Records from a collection
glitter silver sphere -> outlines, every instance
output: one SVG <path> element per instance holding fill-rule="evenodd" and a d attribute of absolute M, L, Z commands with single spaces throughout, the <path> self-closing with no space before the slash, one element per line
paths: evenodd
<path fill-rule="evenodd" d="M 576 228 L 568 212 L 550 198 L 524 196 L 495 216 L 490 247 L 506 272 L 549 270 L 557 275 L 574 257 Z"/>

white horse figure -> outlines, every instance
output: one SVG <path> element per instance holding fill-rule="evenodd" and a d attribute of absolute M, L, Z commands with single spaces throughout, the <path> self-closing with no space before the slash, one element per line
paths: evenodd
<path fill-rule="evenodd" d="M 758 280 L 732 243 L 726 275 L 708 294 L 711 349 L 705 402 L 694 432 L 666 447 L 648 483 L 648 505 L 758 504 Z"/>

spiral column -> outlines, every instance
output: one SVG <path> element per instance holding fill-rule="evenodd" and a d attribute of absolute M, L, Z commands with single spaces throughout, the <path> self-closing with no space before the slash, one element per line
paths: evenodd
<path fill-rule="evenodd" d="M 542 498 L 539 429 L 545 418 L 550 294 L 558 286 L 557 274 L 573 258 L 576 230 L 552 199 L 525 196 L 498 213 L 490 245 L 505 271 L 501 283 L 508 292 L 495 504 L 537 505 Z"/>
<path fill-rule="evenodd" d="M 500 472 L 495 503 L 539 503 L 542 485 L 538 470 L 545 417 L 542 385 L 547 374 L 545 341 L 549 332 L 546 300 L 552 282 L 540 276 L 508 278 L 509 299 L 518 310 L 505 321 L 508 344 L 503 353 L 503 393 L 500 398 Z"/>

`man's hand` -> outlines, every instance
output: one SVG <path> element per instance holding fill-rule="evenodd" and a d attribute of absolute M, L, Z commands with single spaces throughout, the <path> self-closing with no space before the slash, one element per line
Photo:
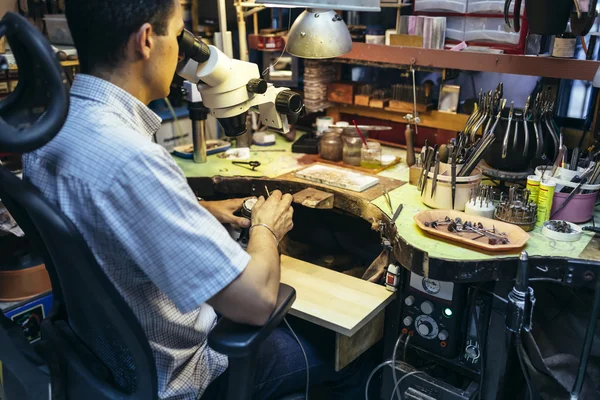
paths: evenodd
<path fill-rule="evenodd" d="M 211 213 L 222 224 L 232 224 L 239 228 L 250 227 L 250 220 L 233 215 L 242 208 L 245 199 L 229 199 L 222 201 L 201 201 L 200 205 Z"/>
<path fill-rule="evenodd" d="M 293 200 L 291 194 L 282 195 L 279 190 L 271 193 L 267 200 L 259 197 L 252 208 L 252 223 L 269 226 L 281 240 L 294 226 L 294 209 L 291 207 Z"/>

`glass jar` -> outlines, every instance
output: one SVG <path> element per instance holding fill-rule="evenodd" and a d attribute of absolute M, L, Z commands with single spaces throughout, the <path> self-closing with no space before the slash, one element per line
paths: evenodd
<path fill-rule="evenodd" d="M 381 167 L 381 145 L 377 142 L 367 142 L 367 146 L 360 149 L 360 166 L 363 168 Z"/>
<path fill-rule="evenodd" d="M 324 160 L 341 161 L 343 143 L 340 132 L 336 129 L 329 129 L 319 142 L 319 156 Z"/>
<path fill-rule="evenodd" d="M 360 166 L 362 139 L 356 128 L 346 128 L 342 133 L 344 142 L 343 159 L 344 164 Z"/>

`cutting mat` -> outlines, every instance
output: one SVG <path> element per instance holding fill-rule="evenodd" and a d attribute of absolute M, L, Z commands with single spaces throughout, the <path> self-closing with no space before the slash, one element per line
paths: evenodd
<path fill-rule="evenodd" d="M 379 183 L 379 178 L 377 177 L 322 164 L 316 164 L 297 171 L 296 176 L 311 182 L 347 189 L 353 192 L 364 192 Z"/>
<path fill-rule="evenodd" d="M 311 164 L 308 165 L 307 168 L 312 167 L 313 165 L 320 165 L 319 163 L 315 163 L 315 164 Z M 351 171 L 352 172 L 352 171 Z M 368 174 L 363 174 L 363 175 L 368 175 Z M 369 175 L 370 176 L 370 175 Z M 392 178 L 387 178 L 384 176 L 376 176 L 377 179 L 379 179 L 379 184 L 375 185 L 367 190 L 365 190 L 364 192 L 353 192 L 350 190 L 346 190 L 346 189 L 336 189 L 337 191 L 341 192 L 341 193 L 345 193 L 345 194 L 349 194 L 352 195 L 354 197 L 359 197 L 363 200 L 366 201 L 373 201 L 381 196 L 383 196 L 383 189 L 385 188 L 388 192 L 391 192 L 394 189 L 397 189 L 399 187 L 401 187 L 402 185 L 405 184 L 405 182 L 399 181 L 397 179 L 392 179 Z M 295 172 L 290 172 L 287 174 L 283 174 L 278 176 L 277 178 L 275 178 L 277 180 L 282 180 L 282 181 L 289 181 L 289 182 L 301 182 L 301 183 L 306 183 L 306 184 L 310 184 L 311 186 L 314 186 L 316 188 L 324 188 L 324 189 L 332 189 L 331 186 L 325 185 L 325 184 L 321 184 L 321 183 L 316 183 L 316 182 L 311 182 L 311 181 L 307 181 L 305 179 L 302 178 L 298 178 L 296 176 Z"/>

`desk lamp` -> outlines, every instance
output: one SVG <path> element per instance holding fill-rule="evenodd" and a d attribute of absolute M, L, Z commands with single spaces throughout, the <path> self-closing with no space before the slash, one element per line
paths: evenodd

• **What the exercise asks**: Output the records above exactly; leave out the pictures.

• **Expected answer**:
glitter silver sphere -> outlines, every instance
output: one SVG <path> element per instance holding fill-rule="evenodd" and a d attribute of absolute M, L, Z commands with single spaces throughout, the <path> self-closing with no space before the slash, one element per line
paths: evenodd
<path fill-rule="evenodd" d="M 576 228 L 568 212 L 550 198 L 524 196 L 495 216 L 490 247 L 506 272 L 549 270 L 557 275 L 574 257 Z"/>

white horse figure -> outlines, every instance
output: one SVG <path> element per instance holding fill-rule="evenodd" and a d attribute of absolute M, L, Z commands with single spaces throughout, the <path> self-closing with no space before the slash, one element per line
paths: evenodd
<path fill-rule="evenodd" d="M 758 280 L 732 243 L 726 275 L 708 294 L 711 349 L 705 402 L 694 432 L 666 447 L 648 483 L 648 505 L 758 504 Z"/>

spiral column -> outlines, every instance
output: one SVG <path> element per instance holding fill-rule="evenodd" and a d attribute of absolute M, L, Z commands with single spaces throughout, the <path> self-closing with no space before the slash, one element per line
paths: evenodd
<path fill-rule="evenodd" d="M 542 498 L 539 429 L 545 418 L 550 294 L 558 286 L 557 274 L 573 258 L 576 230 L 552 199 L 525 196 L 498 213 L 490 245 L 505 271 L 501 283 L 508 292 L 495 504 L 537 505 Z"/>
<path fill-rule="evenodd" d="M 500 472 L 495 503 L 539 503 L 542 485 L 538 470 L 545 417 L 542 385 L 547 374 L 545 341 L 549 332 L 546 300 L 552 282 L 540 276 L 508 278 L 509 299 L 518 310 L 505 321 L 508 344 L 503 353 L 503 393 L 500 398 Z"/>

`man's hand` -> outlines, every instance
output: one SVG <path> element per instance holding fill-rule="evenodd" and a d attribute of absolute M, L, Z commands with single spaces throughout, the <path> self-closing with no space before the slash, one element per line
Photo:
paths: evenodd
<path fill-rule="evenodd" d="M 211 213 L 222 224 L 232 224 L 239 228 L 250 227 L 250 220 L 233 215 L 242 208 L 245 199 L 229 199 L 222 201 L 201 201 L 200 205 Z"/>
<path fill-rule="evenodd" d="M 293 200 L 291 194 L 282 195 L 279 190 L 271 193 L 267 200 L 259 197 L 252 208 L 252 223 L 269 226 L 281 240 L 294 226 L 294 209 L 291 207 Z"/>

`glass jar` -> outlines, every instance
output: one SVG <path> element per instance holding fill-rule="evenodd" and a d attribute of absolute M, L, Z commands with single spaces throughout, the <path> self-closing with no space before the slash, one element per line
paths: evenodd
<path fill-rule="evenodd" d="M 381 167 L 381 145 L 377 142 L 367 142 L 367 146 L 360 149 L 360 166 L 363 168 Z"/>
<path fill-rule="evenodd" d="M 324 160 L 341 161 L 343 143 L 340 132 L 336 129 L 329 129 L 319 142 L 319 156 Z"/>
<path fill-rule="evenodd" d="M 360 166 L 362 139 L 356 128 L 346 128 L 342 133 L 344 142 L 343 159 L 344 164 Z"/>

`cutting mat` -> outlines, every instance
output: one SVG <path> element per instance holding fill-rule="evenodd" and a d attribute of absolute M, L, Z commands with single spaces throughout, the <path> self-closing with no space before the slash, one element per line
paths: evenodd
<path fill-rule="evenodd" d="M 379 183 L 379 178 L 377 177 L 322 164 L 316 164 L 297 171 L 296 176 L 311 182 L 347 189 L 353 192 L 364 192 Z"/>
<path fill-rule="evenodd" d="M 311 164 L 308 165 L 307 168 L 312 167 L 313 165 L 320 165 L 319 163 L 315 163 L 315 164 Z M 351 171 L 352 172 L 352 171 Z M 368 174 L 363 174 L 363 175 L 368 175 Z M 369 175 L 370 176 L 370 175 Z M 392 178 L 387 178 L 384 176 L 376 176 L 377 179 L 379 179 L 379 184 L 375 185 L 367 190 L 365 190 L 364 192 L 353 192 L 350 190 L 346 190 L 346 189 L 336 189 L 337 191 L 341 192 L 341 193 L 345 193 L 345 194 L 349 194 L 352 195 L 354 197 L 359 197 L 363 200 L 366 201 L 373 201 L 381 196 L 383 196 L 383 189 L 385 188 L 388 192 L 391 192 L 394 189 L 397 189 L 399 187 L 401 187 L 402 185 L 405 184 L 405 182 L 399 181 L 397 179 L 392 179 Z M 295 172 L 290 172 L 287 174 L 283 174 L 278 176 L 277 178 L 275 178 L 277 180 L 282 180 L 282 181 L 289 181 L 289 182 L 301 182 L 301 183 L 306 183 L 306 184 L 310 184 L 311 186 L 314 186 L 316 188 L 324 188 L 324 189 L 332 189 L 331 186 L 325 185 L 325 184 L 321 184 L 321 183 L 316 183 L 316 182 L 311 182 L 311 181 L 307 181 L 305 179 L 302 178 L 298 178 L 296 176 Z"/>

`desk lamp` -> outlines, every instance
output: one SVG <path> element per instance holding fill-rule="evenodd" and a d attribute of absolute M, L, Z commands with single spaces throughout, the <path> self-closing with no space before the slash, one element per line
paths: evenodd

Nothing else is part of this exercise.